WHAT YOU ARE ASKED TO DO =>
The entries below need to be written out exactly, with no pictures included.

Segment Start: MATERIALS PROVIDED

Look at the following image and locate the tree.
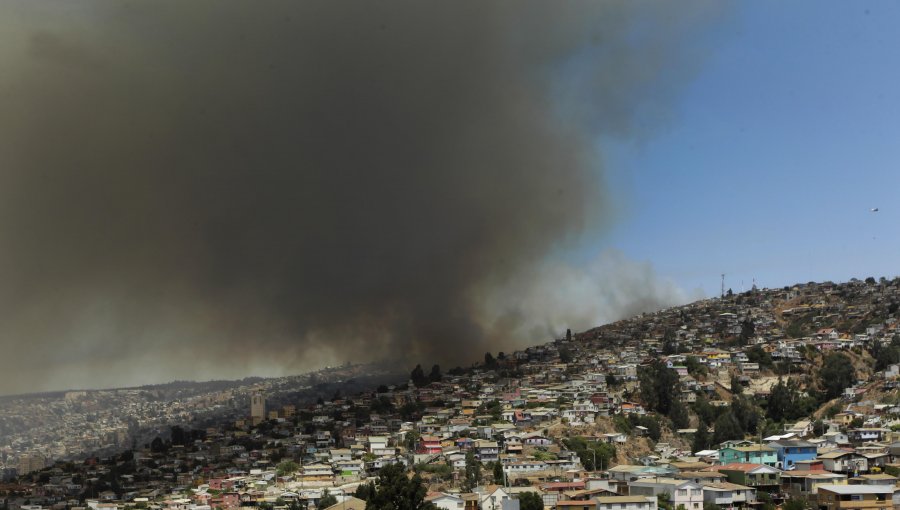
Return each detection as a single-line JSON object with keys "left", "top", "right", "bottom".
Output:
{"left": 658, "top": 492, "right": 673, "bottom": 510}
{"left": 405, "top": 430, "right": 421, "bottom": 452}
{"left": 493, "top": 461, "right": 504, "bottom": 483}
{"left": 276, "top": 460, "right": 299, "bottom": 477}
{"left": 370, "top": 395, "right": 395, "bottom": 414}
{"left": 670, "top": 400, "right": 690, "bottom": 430}
{"left": 692, "top": 396, "right": 717, "bottom": 426}
{"left": 745, "top": 345, "right": 773, "bottom": 369}
{"left": 739, "top": 319, "right": 755, "bottom": 346}
{"left": 463, "top": 450, "right": 482, "bottom": 491}
{"left": 150, "top": 436, "right": 168, "bottom": 454}
{"left": 559, "top": 347, "right": 574, "bottom": 364}
{"left": 562, "top": 437, "right": 615, "bottom": 470}
{"left": 639, "top": 360, "right": 680, "bottom": 415}
{"left": 170, "top": 426, "right": 187, "bottom": 446}
{"left": 354, "top": 481, "right": 376, "bottom": 501}
{"left": 411, "top": 364, "right": 428, "bottom": 387}
{"left": 605, "top": 373, "right": 619, "bottom": 388}
{"left": 812, "top": 419, "right": 827, "bottom": 437}
{"left": 712, "top": 413, "right": 743, "bottom": 445}
{"left": 692, "top": 423, "right": 710, "bottom": 453}
{"left": 730, "top": 375, "right": 742, "bottom": 395}
{"left": 518, "top": 492, "right": 543, "bottom": 510}
{"left": 484, "top": 352, "right": 497, "bottom": 369}
{"left": 428, "top": 364, "right": 442, "bottom": 383}
{"left": 662, "top": 329, "right": 678, "bottom": 355}
{"left": 782, "top": 497, "right": 810, "bottom": 510}
{"left": 366, "top": 463, "right": 437, "bottom": 510}
{"left": 871, "top": 337, "right": 900, "bottom": 371}
{"left": 566, "top": 329, "right": 572, "bottom": 342}
{"left": 317, "top": 490, "right": 337, "bottom": 509}
{"left": 819, "top": 353, "right": 855, "bottom": 400}
{"left": 684, "top": 356, "right": 706, "bottom": 377}
{"left": 767, "top": 378, "right": 796, "bottom": 422}
{"left": 731, "top": 396, "right": 760, "bottom": 435}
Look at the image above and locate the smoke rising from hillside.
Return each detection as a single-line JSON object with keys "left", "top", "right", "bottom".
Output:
{"left": 0, "top": 1, "right": 721, "bottom": 393}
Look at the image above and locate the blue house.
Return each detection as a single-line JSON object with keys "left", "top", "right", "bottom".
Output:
{"left": 768, "top": 439, "right": 817, "bottom": 469}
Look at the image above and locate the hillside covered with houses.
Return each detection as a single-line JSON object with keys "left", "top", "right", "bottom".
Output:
{"left": 4, "top": 277, "right": 900, "bottom": 510}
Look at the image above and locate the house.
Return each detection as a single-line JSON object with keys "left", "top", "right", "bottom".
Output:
{"left": 833, "top": 413, "right": 857, "bottom": 427}
{"left": 716, "top": 463, "right": 781, "bottom": 490}
{"left": 334, "top": 460, "right": 364, "bottom": 477}
{"left": 595, "top": 496, "right": 656, "bottom": 510}
{"left": 848, "top": 474, "right": 898, "bottom": 486}
{"left": 701, "top": 482, "right": 757, "bottom": 508}
{"left": 425, "top": 492, "right": 465, "bottom": 510}
{"left": 767, "top": 440, "right": 817, "bottom": 470}
{"left": 447, "top": 452, "right": 467, "bottom": 470}
{"left": 503, "top": 460, "right": 549, "bottom": 476}
{"left": 849, "top": 428, "right": 888, "bottom": 443}
{"left": 718, "top": 445, "right": 777, "bottom": 467}
{"left": 607, "top": 464, "right": 676, "bottom": 482}
{"left": 419, "top": 436, "right": 442, "bottom": 455}
{"left": 300, "top": 464, "right": 335, "bottom": 483}
{"left": 822, "top": 432, "right": 851, "bottom": 448}
{"left": 479, "top": 486, "right": 512, "bottom": 510}
{"left": 368, "top": 436, "right": 394, "bottom": 456}
{"left": 522, "top": 433, "right": 552, "bottom": 446}
{"left": 674, "top": 471, "right": 727, "bottom": 485}
{"left": 476, "top": 440, "right": 500, "bottom": 462}
{"left": 556, "top": 502, "right": 596, "bottom": 510}
{"left": 322, "top": 497, "right": 367, "bottom": 510}
{"left": 817, "top": 484, "right": 893, "bottom": 510}
{"left": 786, "top": 420, "right": 813, "bottom": 437}
{"left": 818, "top": 450, "right": 869, "bottom": 474}
{"left": 793, "top": 459, "right": 827, "bottom": 472}
{"left": 781, "top": 472, "right": 848, "bottom": 499}
{"left": 739, "top": 362, "right": 759, "bottom": 375}
{"left": 627, "top": 478, "right": 704, "bottom": 510}
{"left": 329, "top": 448, "right": 352, "bottom": 462}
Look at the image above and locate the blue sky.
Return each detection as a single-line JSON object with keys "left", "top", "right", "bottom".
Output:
{"left": 586, "top": 1, "right": 900, "bottom": 297}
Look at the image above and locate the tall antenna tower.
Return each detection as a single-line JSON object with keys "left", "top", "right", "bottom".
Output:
{"left": 721, "top": 274, "right": 725, "bottom": 299}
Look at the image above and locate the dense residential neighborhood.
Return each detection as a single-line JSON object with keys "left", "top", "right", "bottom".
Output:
{"left": 4, "top": 277, "right": 900, "bottom": 510}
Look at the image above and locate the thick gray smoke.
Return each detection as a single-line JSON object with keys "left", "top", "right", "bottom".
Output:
{"left": 0, "top": 1, "right": 722, "bottom": 394}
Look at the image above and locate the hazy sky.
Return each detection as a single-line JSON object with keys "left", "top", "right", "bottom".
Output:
{"left": 0, "top": 1, "right": 896, "bottom": 393}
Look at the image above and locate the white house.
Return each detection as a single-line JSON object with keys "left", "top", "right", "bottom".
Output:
{"left": 702, "top": 482, "right": 757, "bottom": 507}
{"left": 425, "top": 492, "right": 464, "bottom": 510}
{"left": 627, "top": 478, "right": 704, "bottom": 510}
{"left": 595, "top": 496, "right": 656, "bottom": 510}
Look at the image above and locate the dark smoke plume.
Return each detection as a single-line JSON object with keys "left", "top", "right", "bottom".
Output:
{"left": 0, "top": 1, "right": 722, "bottom": 393}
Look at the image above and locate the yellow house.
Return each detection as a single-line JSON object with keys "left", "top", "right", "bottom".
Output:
{"left": 833, "top": 413, "right": 856, "bottom": 427}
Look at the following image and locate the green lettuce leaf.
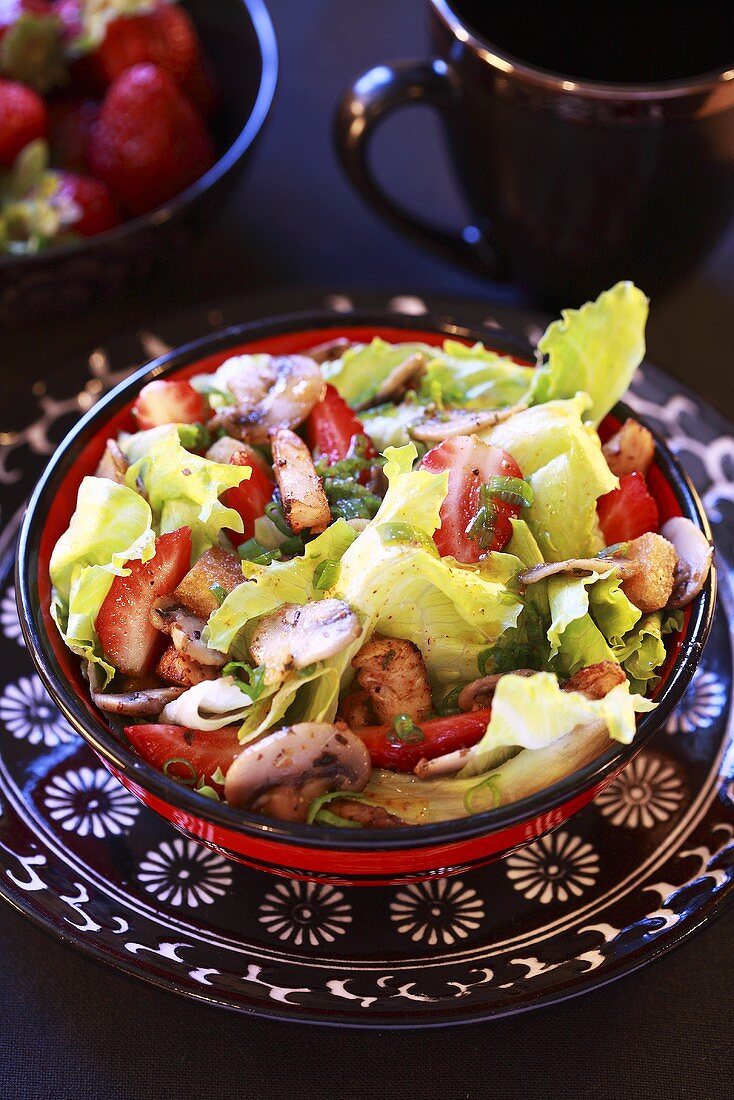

Segment End: MATERIALS PROVIDED

EXERCISE ANSWER =>
Look at the following image and locate the tree.
Return each detection as a single-line JSON object with keys "left", "top", "right", "bottom".
Output:
{"left": 658, "top": 492, "right": 673, "bottom": 510}
{"left": 405, "top": 430, "right": 421, "bottom": 452}
{"left": 493, "top": 461, "right": 504, "bottom": 483}
{"left": 276, "top": 460, "right": 299, "bottom": 477}
{"left": 370, "top": 395, "right": 395, "bottom": 414}
{"left": 670, "top": 400, "right": 690, "bottom": 430}
{"left": 692, "top": 396, "right": 717, "bottom": 426}
{"left": 745, "top": 345, "right": 773, "bottom": 369}
{"left": 739, "top": 319, "right": 755, "bottom": 346}
{"left": 463, "top": 450, "right": 482, "bottom": 491}
{"left": 150, "top": 436, "right": 168, "bottom": 454}
{"left": 559, "top": 347, "right": 574, "bottom": 364}
{"left": 562, "top": 437, "right": 615, "bottom": 470}
{"left": 639, "top": 360, "right": 680, "bottom": 415}
{"left": 170, "top": 426, "right": 187, "bottom": 446}
{"left": 354, "top": 481, "right": 376, "bottom": 501}
{"left": 411, "top": 364, "right": 428, "bottom": 387}
{"left": 605, "top": 373, "right": 619, "bottom": 388}
{"left": 812, "top": 419, "right": 827, "bottom": 437}
{"left": 712, "top": 413, "right": 743, "bottom": 445}
{"left": 692, "top": 423, "right": 710, "bottom": 453}
{"left": 730, "top": 375, "right": 742, "bottom": 395}
{"left": 518, "top": 492, "right": 543, "bottom": 510}
{"left": 484, "top": 352, "right": 497, "bottom": 369}
{"left": 428, "top": 364, "right": 442, "bottom": 383}
{"left": 662, "top": 329, "right": 678, "bottom": 355}
{"left": 782, "top": 497, "right": 810, "bottom": 510}
{"left": 366, "top": 463, "right": 437, "bottom": 510}
{"left": 871, "top": 337, "right": 900, "bottom": 371}
{"left": 566, "top": 329, "right": 572, "bottom": 342}
{"left": 317, "top": 490, "right": 337, "bottom": 509}
{"left": 819, "top": 353, "right": 855, "bottom": 400}
{"left": 684, "top": 356, "right": 706, "bottom": 377}
{"left": 767, "top": 378, "right": 796, "bottom": 422}
{"left": 731, "top": 396, "right": 760, "bottom": 435}
Look at the image above and locate the smoke rising from hillside.
Return each detection as a single-line JSON object with keys "left", "top", "right", "bottom".
Output:
{"left": 0, "top": 1, "right": 721, "bottom": 393}
Look at the image above and locate the blue house.
Return each detection as a single-line JSON object with keys "left", "top", "right", "bottom".
Output:
{"left": 768, "top": 439, "right": 817, "bottom": 469}
Look at the image above and locate the hillside covered with houses.
Return each detection as a single-line JSON object with keys "left", "top", "right", "bottom".
Output:
{"left": 4, "top": 277, "right": 900, "bottom": 510}
Look at the image above and locate the house.
Return each detection as a single-line JSON object with keys "left", "top", "right", "bottom".
Output:
{"left": 833, "top": 413, "right": 857, "bottom": 427}
{"left": 716, "top": 463, "right": 781, "bottom": 490}
{"left": 334, "top": 460, "right": 364, "bottom": 477}
{"left": 595, "top": 496, "right": 656, "bottom": 510}
{"left": 848, "top": 474, "right": 898, "bottom": 486}
{"left": 701, "top": 482, "right": 757, "bottom": 508}
{"left": 425, "top": 492, "right": 465, "bottom": 510}
{"left": 767, "top": 440, "right": 817, "bottom": 470}
{"left": 447, "top": 452, "right": 467, "bottom": 470}
{"left": 503, "top": 460, "right": 549, "bottom": 476}
{"left": 849, "top": 428, "right": 888, "bottom": 443}
{"left": 718, "top": 445, "right": 777, "bottom": 467}
{"left": 607, "top": 464, "right": 676, "bottom": 482}
{"left": 419, "top": 436, "right": 442, "bottom": 455}
{"left": 300, "top": 464, "right": 335, "bottom": 483}
{"left": 822, "top": 432, "right": 851, "bottom": 448}
{"left": 479, "top": 486, "right": 512, "bottom": 510}
{"left": 368, "top": 436, "right": 394, "bottom": 456}
{"left": 522, "top": 433, "right": 552, "bottom": 446}
{"left": 674, "top": 471, "right": 727, "bottom": 485}
{"left": 476, "top": 440, "right": 500, "bottom": 462}
{"left": 556, "top": 502, "right": 596, "bottom": 510}
{"left": 322, "top": 497, "right": 367, "bottom": 510}
{"left": 817, "top": 484, "right": 893, "bottom": 510}
{"left": 786, "top": 420, "right": 813, "bottom": 437}
{"left": 818, "top": 450, "right": 869, "bottom": 474}
{"left": 793, "top": 459, "right": 827, "bottom": 472}
{"left": 781, "top": 472, "right": 848, "bottom": 499}
{"left": 739, "top": 362, "right": 759, "bottom": 375}
{"left": 627, "top": 478, "right": 704, "bottom": 510}
{"left": 329, "top": 448, "right": 352, "bottom": 462}
Look at the image above and locate the blue sky.
Return each detection as a single-line JSON object with keys "left", "top", "right", "bottom".
Output:
{"left": 586, "top": 1, "right": 900, "bottom": 297}
Look at the image above and locate the tall antenna tower.
Return each detection as a single-line JSON object with keys "left", "top", "right", "bottom".
Output:
{"left": 721, "top": 274, "right": 725, "bottom": 299}
Look at the image above and locate the dense residential neighborhood.
Return each detection as a single-line JSON object with keys "left", "top", "right", "bottom".
Output:
{"left": 4, "top": 277, "right": 900, "bottom": 510}
Look at the image above and locate the thick gray smoke.
Return each detection as a single-line JSON object with keys "left", "top", "right", "bottom".
Output:
{"left": 0, "top": 1, "right": 722, "bottom": 394}
Look at the image above and locate the hazy sky.
Return each detection as a single-line JSON object with keys "left", "top", "right", "bottom".
Output:
{"left": 0, "top": 1, "right": 896, "bottom": 393}
Look at the image above and locate the white house.
Return each detection as a single-line JSON object with keys "left", "top", "right", "bottom".
Output:
{"left": 702, "top": 482, "right": 757, "bottom": 507}
{"left": 425, "top": 492, "right": 464, "bottom": 510}
{"left": 627, "top": 478, "right": 704, "bottom": 510}
{"left": 595, "top": 496, "right": 656, "bottom": 510}
Look at the image above and locate the dark smoke plume.
Return each detection as a single-line JSON object with keys "left", "top", "right", "bottom".
Output:
{"left": 0, "top": 1, "right": 722, "bottom": 393}
Look at the image above and locate the yellow house.
Return each detection as a single-line JSON object with keys "left", "top", "right", "bottom".
Output:
{"left": 833, "top": 413, "right": 856, "bottom": 427}
Look at the following image and locate the green lettuce leaf.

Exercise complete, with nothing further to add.